• [Makale]
..........
Çiçeklerin bostanı, cinan-ı hilkatte cilveger olan, ezhara perestiş eden ve şair denilen bülbüllerin nağamâtıdır. Bülbüllerin nağamâtına âheng-i rûhanî veren ise, nazm-ı maânîdir.
Hal böyle iken, Araptan olmayan dahîl ve tufeylî ve acemîler belâğat-ı Arabiyede üdeba sırasına geçmeye çalıştıklarından, iş çığırdan çıktı. Zira bir milletin mizacı o milletin hissiyatının menşei olduğu gibi, lisan-ı millîsi de hissiyatının mâkesidir. Milletin emziceleri muhtelif olduğu gibi, lisanlarındaki istidad-ı belâğat dahi mütefavittir–lasiyyemâ Arabî lisanı gibi nahvî bir lisan olsa...
Bu sırra binaen, cereyan-ı efkâra mecrâ ve belâğat çiçeklerine çimengâh olmaya çok derece nâkıs ve kısa ve kuru ve kır'av olan nazm-ı lâfız; mecrâ-yı tabiîsi olan nazm-ı mânâya mukabele ederek belâğatı müşevveş etmiştir.
..........
• [Yönerge] Belâğat hakkındaki metni baştan sona, tek harfini değiştirmeden çoğaltın. Aşağıdaki satırların metinle hiçbir ilgisi yoktur.
..........
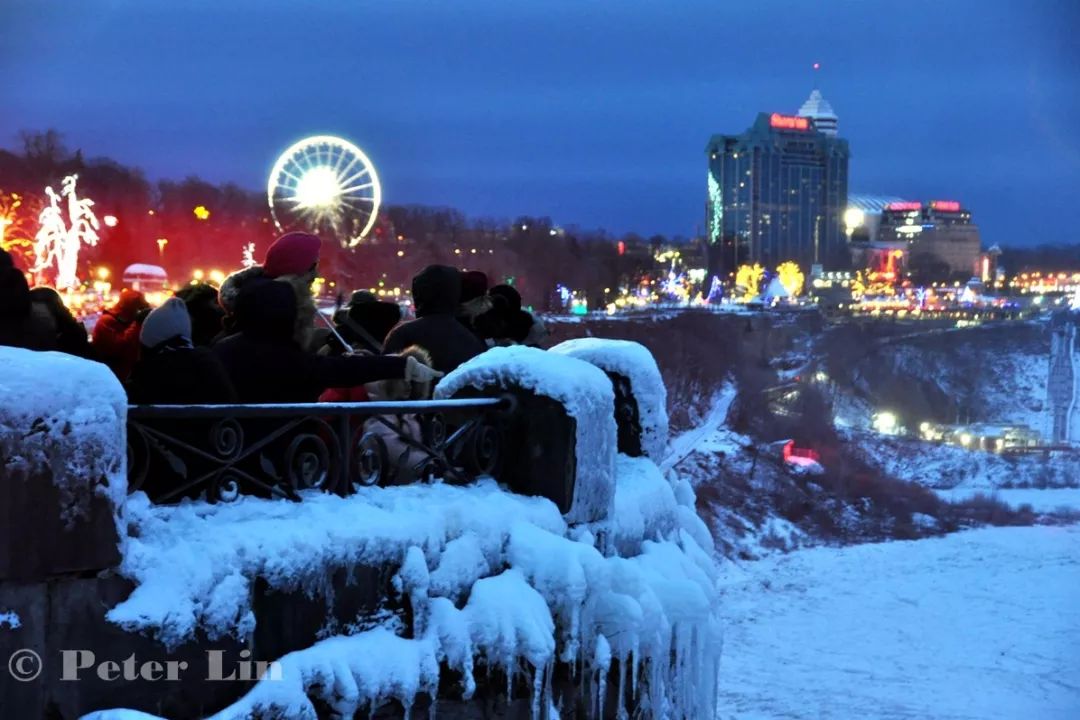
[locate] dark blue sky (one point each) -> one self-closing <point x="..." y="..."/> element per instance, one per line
<point x="595" y="113"/>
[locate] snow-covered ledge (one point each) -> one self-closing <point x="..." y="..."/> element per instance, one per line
<point x="63" y="464"/>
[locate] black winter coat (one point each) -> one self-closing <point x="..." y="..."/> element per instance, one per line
<point x="185" y="376"/>
<point x="266" y="364"/>
<point x="265" y="370"/>
<point x="435" y="293"/>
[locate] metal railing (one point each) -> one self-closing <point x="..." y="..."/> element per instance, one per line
<point x="221" y="451"/>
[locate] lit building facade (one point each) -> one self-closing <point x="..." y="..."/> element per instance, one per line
<point x="778" y="192"/>
<point x="1063" y="393"/>
<point x="939" y="234"/>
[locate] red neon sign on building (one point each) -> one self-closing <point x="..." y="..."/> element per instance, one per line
<point x="788" y="122"/>
<point x="904" y="206"/>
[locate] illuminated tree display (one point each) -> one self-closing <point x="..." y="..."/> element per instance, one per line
<point x="67" y="222"/>
<point x="14" y="235"/>
<point x="791" y="277"/>
<point x="748" y="277"/>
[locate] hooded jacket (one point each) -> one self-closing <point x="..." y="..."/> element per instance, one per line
<point x="267" y="365"/>
<point x="172" y="371"/>
<point x="304" y="323"/>
<point x="116" y="334"/>
<point x="436" y="291"/>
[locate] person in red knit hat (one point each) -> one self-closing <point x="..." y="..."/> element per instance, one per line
<point x="292" y="258"/>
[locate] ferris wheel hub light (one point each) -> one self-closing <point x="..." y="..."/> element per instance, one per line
<point x="318" y="188"/>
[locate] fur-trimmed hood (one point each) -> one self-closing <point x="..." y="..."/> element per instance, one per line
<point x="304" y="328"/>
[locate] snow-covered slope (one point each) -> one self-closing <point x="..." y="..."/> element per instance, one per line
<point x="975" y="625"/>
<point x="494" y="580"/>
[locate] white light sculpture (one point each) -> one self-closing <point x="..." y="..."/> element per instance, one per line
<point x="64" y="230"/>
<point x="248" y="258"/>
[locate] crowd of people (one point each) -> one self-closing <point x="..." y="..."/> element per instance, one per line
<point x="260" y="337"/>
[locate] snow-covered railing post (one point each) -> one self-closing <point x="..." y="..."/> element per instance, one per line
<point x="559" y="440"/>
<point x="640" y="397"/>
<point x="62" y="465"/>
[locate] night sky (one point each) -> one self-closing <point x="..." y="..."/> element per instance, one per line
<point x="595" y="113"/>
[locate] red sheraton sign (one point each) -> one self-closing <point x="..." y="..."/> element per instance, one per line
<point x="788" y="122"/>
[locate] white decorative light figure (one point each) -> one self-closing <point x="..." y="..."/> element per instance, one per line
<point x="62" y="235"/>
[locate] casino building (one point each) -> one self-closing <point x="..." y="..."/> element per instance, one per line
<point x="939" y="234"/>
<point x="778" y="191"/>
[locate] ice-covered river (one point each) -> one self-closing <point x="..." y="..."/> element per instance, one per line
<point x="980" y="624"/>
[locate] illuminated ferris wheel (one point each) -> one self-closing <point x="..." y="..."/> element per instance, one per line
<point x="325" y="185"/>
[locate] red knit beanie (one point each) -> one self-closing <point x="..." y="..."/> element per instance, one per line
<point x="293" y="254"/>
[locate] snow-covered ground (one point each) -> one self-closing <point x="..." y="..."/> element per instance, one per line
<point x="980" y="624"/>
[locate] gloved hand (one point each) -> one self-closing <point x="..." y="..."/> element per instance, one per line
<point x="417" y="371"/>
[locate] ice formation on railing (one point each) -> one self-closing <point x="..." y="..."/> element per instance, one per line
<point x="634" y="362"/>
<point x="582" y="389"/>
<point x="496" y="581"/>
<point x="50" y="399"/>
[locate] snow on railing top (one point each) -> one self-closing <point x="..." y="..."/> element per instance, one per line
<point x="634" y="362"/>
<point x="585" y="393"/>
<point x="67" y="415"/>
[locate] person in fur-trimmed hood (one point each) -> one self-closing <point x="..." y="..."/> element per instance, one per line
<point x="402" y="457"/>
<point x="292" y="258"/>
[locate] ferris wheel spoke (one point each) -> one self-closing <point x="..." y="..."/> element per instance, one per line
<point x="365" y="186"/>
<point x="284" y="171"/>
<point x="364" y="171"/>
<point x="348" y="168"/>
<point x="342" y="157"/>
<point x="354" y="204"/>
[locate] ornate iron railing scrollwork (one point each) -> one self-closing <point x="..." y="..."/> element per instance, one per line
<point x="223" y="451"/>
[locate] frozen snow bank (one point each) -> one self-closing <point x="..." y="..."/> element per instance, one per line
<point x="65" y="417"/>
<point x="495" y="581"/>
<point x="194" y="562"/>
<point x="582" y="389"/>
<point x="634" y="362"/>
<point x="977" y="624"/>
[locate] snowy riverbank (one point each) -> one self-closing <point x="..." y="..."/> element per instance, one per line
<point x="980" y="624"/>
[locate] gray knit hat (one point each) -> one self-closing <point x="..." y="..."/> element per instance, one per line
<point x="167" y="322"/>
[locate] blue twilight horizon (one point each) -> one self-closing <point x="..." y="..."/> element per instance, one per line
<point x="595" y="113"/>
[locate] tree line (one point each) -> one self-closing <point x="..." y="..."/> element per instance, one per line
<point x="531" y="253"/>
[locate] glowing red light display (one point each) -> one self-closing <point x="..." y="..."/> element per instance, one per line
<point x="788" y="122"/>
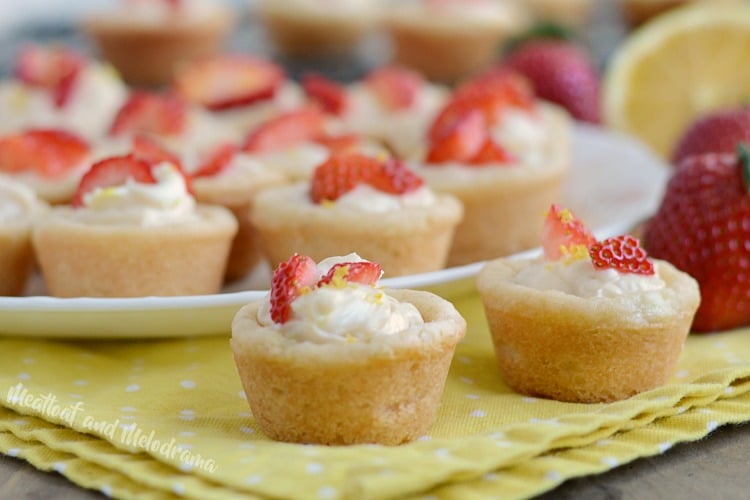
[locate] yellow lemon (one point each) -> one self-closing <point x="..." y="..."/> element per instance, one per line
<point x="675" y="68"/>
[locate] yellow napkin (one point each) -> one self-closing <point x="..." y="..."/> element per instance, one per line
<point x="160" y="419"/>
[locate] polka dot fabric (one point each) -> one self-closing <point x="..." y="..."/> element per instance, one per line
<point x="163" y="419"/>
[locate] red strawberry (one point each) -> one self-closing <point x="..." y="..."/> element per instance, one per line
<point x="286" y="130"/>
<point x="53" y="68"/>
<point x="395" y="87"/>
<point x="145" y="148"/>
<point x="365" y="273"/>
<point x="330" y="95"/>
<point x="623" y="253"/>
<point x="113" y="172"/>
<point x="144" y="113"/>
<point x="228" y="81"/>
<point x="491" y="153"/>
<point x="461" y="141"/>
<point x="561" y="72"/>
<point x="491" y="94"/>
<point x="339" y="143"/>
<point x="49" y="153"/>
<point x="217" y="161"/>
<point x="343" y="172"/>
<point x="716" y="132"/>
<point x="703" y="228"/>
<point x="564" y="234"/>
<point x="289" y="280"/>
<point x="401" y="179"/>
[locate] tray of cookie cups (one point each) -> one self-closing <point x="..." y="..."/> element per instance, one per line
<point x="133" y="230"/>
<point x="448" y="40"/>
<point x="504" y="155"/>
<point x="354" y="202"/>
<point x="146" y="41"/>
<point x="590" y="321"/>
<point x="330" y="357"/>
<point x="318" y="28"/>
<point x="19" y="210"/>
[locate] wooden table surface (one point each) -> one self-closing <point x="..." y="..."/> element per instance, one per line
<point x="717" y="467"/>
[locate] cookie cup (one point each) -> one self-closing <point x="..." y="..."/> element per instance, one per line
<point x="314" y="32"/>
<point x="79" y="258"/>
<point x="444" y="48"/>
<point x="147" y="53"/>
<point x="386" y="390"/>
<point x="586" y="350"/>
<point x="236" y="192"/>
<point x="503" y="205"/>
<point x="413" y="240"/>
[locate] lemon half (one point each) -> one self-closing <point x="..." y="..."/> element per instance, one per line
<point x="676" y="67"/>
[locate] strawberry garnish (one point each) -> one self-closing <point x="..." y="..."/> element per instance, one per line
<point x="565" y="235"/>
<point x="717" y="132"/>
<point x="286" y="130"/>
<point x="622" y="253"/>
<point x="145" y="148"/>
<point x="49" y="153"/>
<point x="330" y="95"/>
<point x="113" y="172"/>
<point x="491" y="153"/>
<point x="342" y="173"/>
<point x="290" y="280"/>
<point x="396" y="88"/>
<point x="55" y="69"/>
<point x="562" y="72"/>
<point x="459" y="141"/>
<point x="491" y="93"/>
<point x="702" y="228"/>
<point x="218" y="160"/>
<point x="365" y="273"/>
<point x="228" y="81"/>
<point x="339" y="143"/>
<point x="145" y="112"/>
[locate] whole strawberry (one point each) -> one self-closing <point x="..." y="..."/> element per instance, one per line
<point x="703" y="228"/>
<point x="716" y="132"/>
<point x="562" y="72"/>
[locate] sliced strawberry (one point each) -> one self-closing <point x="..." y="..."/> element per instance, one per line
<point x="365" y="273"/>
<point x="53" y="68"/>
<point x="330" y="95"/>
<point x="144" y="113"/>
<point x="289" y="280"/>
<point x="491" y="93"/>
<point x="286" y="130"/>
<point x="623" y="253"/>
<point x="145" y="148"/>
<point x="113" y="172"/>
<point x="343" y="172"/>
<point x="150" y="151"/>
<point x="401" y="179"/>
<point x="565" y="234"/>
<point x="49" y="153"/>
<point x="217" y="161"/>
<point x="491" y="153"/>
<point x="395" y="87"/>
<point x="339" y="143"/>
<point x="461" y="142"/>
<point x="228" y="81"/>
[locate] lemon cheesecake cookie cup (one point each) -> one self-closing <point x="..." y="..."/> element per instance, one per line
<point x="133" y="230"/>
<point x="594" y="322"/>
<point x="371" y="369"/>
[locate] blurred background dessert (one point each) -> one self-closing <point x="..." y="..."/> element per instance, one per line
<point x="146" y="40"/>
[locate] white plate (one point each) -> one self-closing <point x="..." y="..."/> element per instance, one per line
<point x="614" y="182"/>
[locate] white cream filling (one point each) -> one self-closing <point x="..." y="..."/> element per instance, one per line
<point x="351" y="313"/>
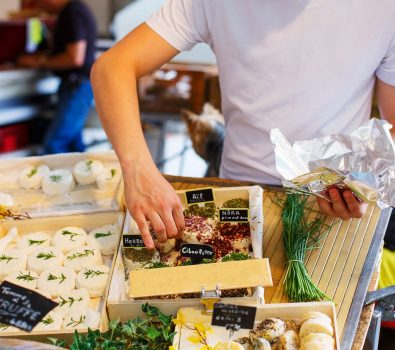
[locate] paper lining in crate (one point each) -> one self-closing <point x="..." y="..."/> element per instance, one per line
<point x="173" y="286"/>
<point x="67" y="259"/>
<point x="22" y="183"/>
<point x="285" y="326"/>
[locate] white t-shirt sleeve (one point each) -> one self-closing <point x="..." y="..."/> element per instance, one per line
<point x="386" y="70"/>
<point x="182" y="23"/>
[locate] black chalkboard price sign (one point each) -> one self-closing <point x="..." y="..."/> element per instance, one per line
<point x="228" y="315"/>
<point x="201" y="195"/>
<point x="197" y="252"/>
<point x="21" y="307"/>
<point x="132" y="241"/>
<point x="234" y="215"/>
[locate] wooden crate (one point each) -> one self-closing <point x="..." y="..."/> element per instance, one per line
<point x="50" y="225"/>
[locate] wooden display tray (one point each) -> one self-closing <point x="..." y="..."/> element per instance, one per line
<point x="121" y="306"/>
<point x="83" y="199"/>
<point x="190" y="279"/>
<point x="293" y="311"/>
<point x="50" y="225"/>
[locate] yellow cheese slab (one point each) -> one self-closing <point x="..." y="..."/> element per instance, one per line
<point x="191" y="279"/>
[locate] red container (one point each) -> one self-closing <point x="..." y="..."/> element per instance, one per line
<point x="14" y="137"/>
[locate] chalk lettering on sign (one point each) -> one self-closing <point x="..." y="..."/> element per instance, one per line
<point x="234" y="215"/>
<point x="21" y="307"/>
<point x="201" y="195"/>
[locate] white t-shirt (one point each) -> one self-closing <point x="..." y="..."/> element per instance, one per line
<point x="307" y="67"/>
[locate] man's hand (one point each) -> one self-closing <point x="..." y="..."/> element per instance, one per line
<point x="149" y="197"/>
<point x="344" y="205"/>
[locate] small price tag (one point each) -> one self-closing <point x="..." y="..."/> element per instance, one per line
<point x="201" y="195"/>
<point x="132" y="241"/>
<point x="228" y="315"/>
<point x="21" y="307"/>
<point x="197" y="252"/>
<point x="234" y="215"/>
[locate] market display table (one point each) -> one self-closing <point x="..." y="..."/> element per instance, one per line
<point x="344" y="267"/>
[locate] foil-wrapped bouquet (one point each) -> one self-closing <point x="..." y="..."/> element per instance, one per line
<point x="363" y="162"/>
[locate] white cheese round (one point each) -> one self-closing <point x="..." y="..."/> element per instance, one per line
<point x="94" y="278"/>
<point x="23" y="278"/>
<point x="32" y="177"/>
<point x="58" y="182"/>
<point x="86" y="171"/>
<point x="41" y="258"/>
<point x="12" y="260"/>
<point x="69" y="238"/>
<point x="83" y="256"/>
<point x="104" y="238"/>
<point x="57" y="280"/>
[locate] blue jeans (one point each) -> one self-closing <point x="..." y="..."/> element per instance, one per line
<point x="65" y="132"/>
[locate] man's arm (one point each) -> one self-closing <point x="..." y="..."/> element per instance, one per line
<point x="148" y="195"/>
<point x="72" y="57"/>
<point x="385" y="94"/>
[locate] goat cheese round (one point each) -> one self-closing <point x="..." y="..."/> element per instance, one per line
<point x="108" y="179"/>
<point x="83" y="256"/>
<point x="23" y="278"/>
<point x="86" y="171"/>
<point x="12" y="260"/>
<point x="94" y="278"/>
<point x="41" y="258"/>
<point x="69" y="238"/>
<point x="31" y="178"/>
<point x="32" y="241"/>
<point x="58" y="182"/>
<point x="57" y="280"/>
<point x="104" y="238"/>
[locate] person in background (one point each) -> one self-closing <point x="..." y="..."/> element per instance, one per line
<point x="71" y="58"/>
<point x="308" y="67"/>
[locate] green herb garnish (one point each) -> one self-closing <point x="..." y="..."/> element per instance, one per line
<point x="69" y="300"/>
<point x="75" y="323"/>
<point x="71" y="234"/>
<point x="156" y="265"/>
<point x="26" y="277"/>
<point x="101" y="235"/>
<point x="300" y="236"/>
<point x="86" y="252"/>
<point x="32" y="173"/>
<point x="33" y="242"/>
<point x="235" y="257"/>
<point x="154" y="332"/>
<point x="47" y="321"/>
<point x="56" y="178"/>
<point x="91" y="273"/>
<point x="8" y="258"/>
<point x="52" y="277"/>
<point x="45" y="256"/>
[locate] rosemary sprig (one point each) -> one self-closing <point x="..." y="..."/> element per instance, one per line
<point x="34" y="242"/>
<point x="101" y="235"/>
<point x="45" y="256"/>
<point x="75" y="323"/>
<point x="52" y="277"/>
<point x="55" y="178"/>
<point x="71" y="234"/>
<point x="92" y="273"/>
<point x="47" y="321"/>
<point x="86" y="252"/>
<point x="32" y="173"/>
<point x="69" y="300"/>
<point x="8" y="258"/>
<point x="25" y="277"/>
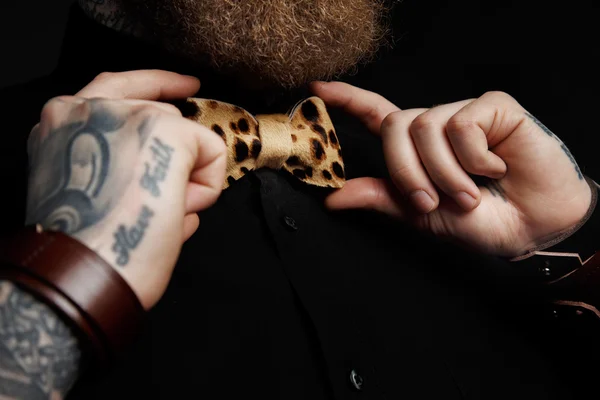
..........
• [Alıştırma Yanıtı]
Çiçeklerin bostanı, cinan-ı hilkatte cilveger olan, ezhara perestiş eden ve şair denilen bülbüllerin nağamâtıdır. Bülbüllerin nağamâtına âheng-i rûhanî veren ise, nazm-ı maânîdir.
Hal böyle iken, Araptan olmayan dahîl ve tufeylî ve acemîler belâğat-ı Arabiyede üdeba sırasına geçmeye çalıştıklarından, iş çığırdan çıktı. Zira bir milletin mizacı o milletin hissiyatının menşei olduğu gibi, lisan-ı millîsi de hissiyatının mâkesidir. Milletin emziceleri muhtelif olduğu gibi, lisanlarındaki istidad-ı belâğat dahi mütefavittir–lasiyyemâ Arabî lisanı gibi nahvî bir lisan olsa...
Bu sırra binaen, cereyan-ı efkâra mecrâ ve belâğat çiçeklerine çimengâh olmaya çok derece nâkıs ve kısa ve kuru ve kır'av olan nazm-ı lâfız; mecrâ-yı tabiîsi olan nazm-ı mânâya mukabele ederek belâğatı müşevveş etmiştir.